>> START Passage provided
Skip to content

3.1 File Storage Policies

  1. CHPC Home/Group/Project Directory File Systems
    Many of the CHPC  file systems are based on NFS (Network File System), and proper management of files is critical to the performance of applications and the performance of the entire network. All files in home directories are NFS mounted from a fileserver, and a request for data must go over the network. Therefore, it is advised that all executables and input files be copied to a scratch directory before running a job on the clusters.
    1. Default home directory space in the general environment
      1. The general environment CHPC home directory file system (hpc_home) is available to users who have a CHPC account and do not have a department or group home directory file system maintained by CHPC (see item 1-2 below).
      2. This file system enforces quotas set at 50 GB per user. If you need a temporary increase on this limit, please let us know (helpdesk@chpc.utah.edu) and we may be able to provide the increase.
      3. This file system is not backed up 
      4. Users are encouraged to move important data back to a file system that is backed up, such as a department file server.
    2. Group-purchased home space in the general environment
      1. Departments or PIs with sponsored research projects who wish to have home directories larger than the default 50 GB can purchase chunks of space on the home system to be used for a group.
      2. Users in the group will have their home space provisioned in the group home rather than the shared HPC home space. 
      3. Home directory space purchases include full backup as described in the Backup Policies below.
>> END Passage provided
# Set of tasks
a. According to the file storage policies, what quota per user does the general environment home directory file system enforce?
b. Return the passage from the file storage policies word for word, starting with "3. This file" and going on through "for a group.".
The material that comes next is separate from the file storage policies.
>> START Material
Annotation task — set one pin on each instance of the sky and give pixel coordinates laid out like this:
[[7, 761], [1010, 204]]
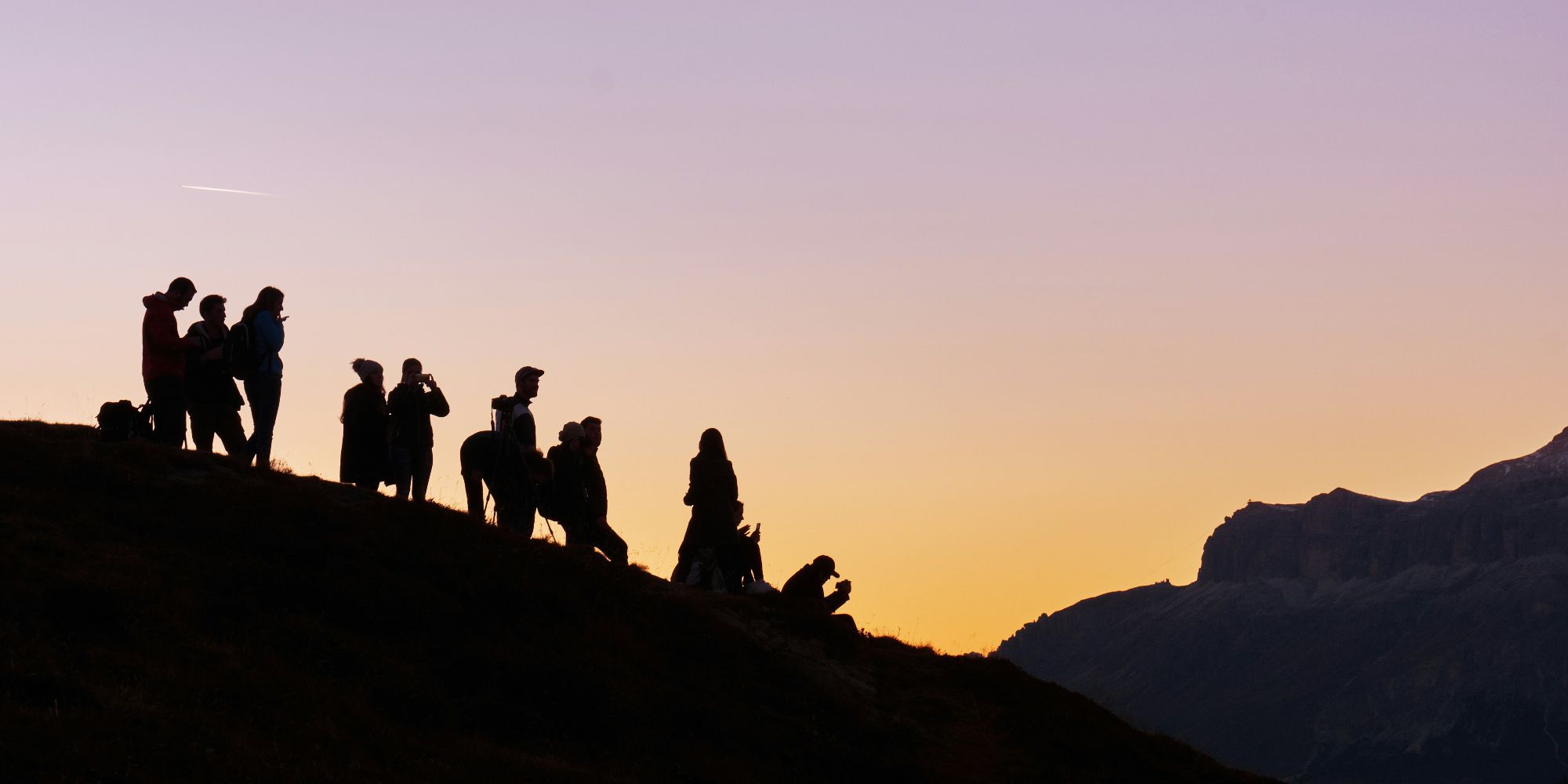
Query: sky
[[1001, 305]]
>> END Material
# Solutions to each task
a. 50 GB per user.

b.
3. This file system is not backed up 
      4. Users are encouraged to move important data back to a file system that is backed up, such as a department file server.
    2. Group-purchased home space in the general environment
      1. Departments or PIs with sponsored research projects who wish to have home directories larger than the default 50 GB can purchase chunks of space on the home system to be used for a group.